▶ ПРЕДОСТАВЛЕННЫЙ ТЕКСТ:
Происхождение математических аксиом

   4. Такое отношение наших произвольных движений к измерению движений внешнего мира объясняет нам также очень хорошо, откуда происходит та особенная ясность математических аксиом, которая побудила многих мыслителей и психологов признать эти аксиомы врожденными душе. Самому тупому ребенку не нужно объяснять, что часть меньше своего целого, что две величины, порознь равные третьей, равны между собою, что прямая линия есть кратчайшая между двумя точками, что двумя прямыми линиями нельзя ограничить пространства, что две параллельные никогда не пересекутся, что две прямые могут пересечь одна другую только в одной точке и т. д. Если ребенок не понимает вас, то это значит, что он только не понимает значения слов, употребляемых вами; но как только поймет он это значение, так и убедится в истине того, что вы ему говорите, так что этих истин не нужно, да и нельзя доказывать: истинность их очевидна сама собою. Все же остальные алгебраические и геометрические теоремы приводятся к этим очевидным истинам посредством тех же самых очевидных истин. Но откуда же происходит эта очевидность математических аксиом? Ответами на этот вопрос и спорами по этому поводу можно было бы наполнить целые тома. При нашей же точке зрения на постижение душою математических ассоциаций он разрешается сам собою.

▶ КРАТКОЕ ЗАДАНИЕ 1:
Представьте все строки записей в виде JSON-списка строк, по одной строке записей на каждую позицию списка; пустые строки опустите.
Текст и записи взяты из разных источников.

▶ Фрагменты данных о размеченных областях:
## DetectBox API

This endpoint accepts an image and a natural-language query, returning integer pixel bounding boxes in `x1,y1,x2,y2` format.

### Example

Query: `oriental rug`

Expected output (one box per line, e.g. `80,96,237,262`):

▶ КРАТКОЕ ЗАДАНИЕ 2:
Что, согласно тексту о происхождении математических аксиом, побудило многих мыслителей и психологов признать эти аксиомы врожденными душе?

▶ ИТОГОВЫЙ РЕЗУЛЬТАТ 1:
[
  "## DetectBox API",
  "This endpoint accepts an image and a natural-language query, returning integer pixel bounding boxes in `x1,y1,x2,y2` format.",
  "### Example",
  "Query: `oriental rug`",
  "Expected output (one box per line, e.g. `80,96,237,262`):"
]

▶ ИТОГОВЫЙ РЕЗУЛЬТАТ 2:
Особенная ясность математических аксиом.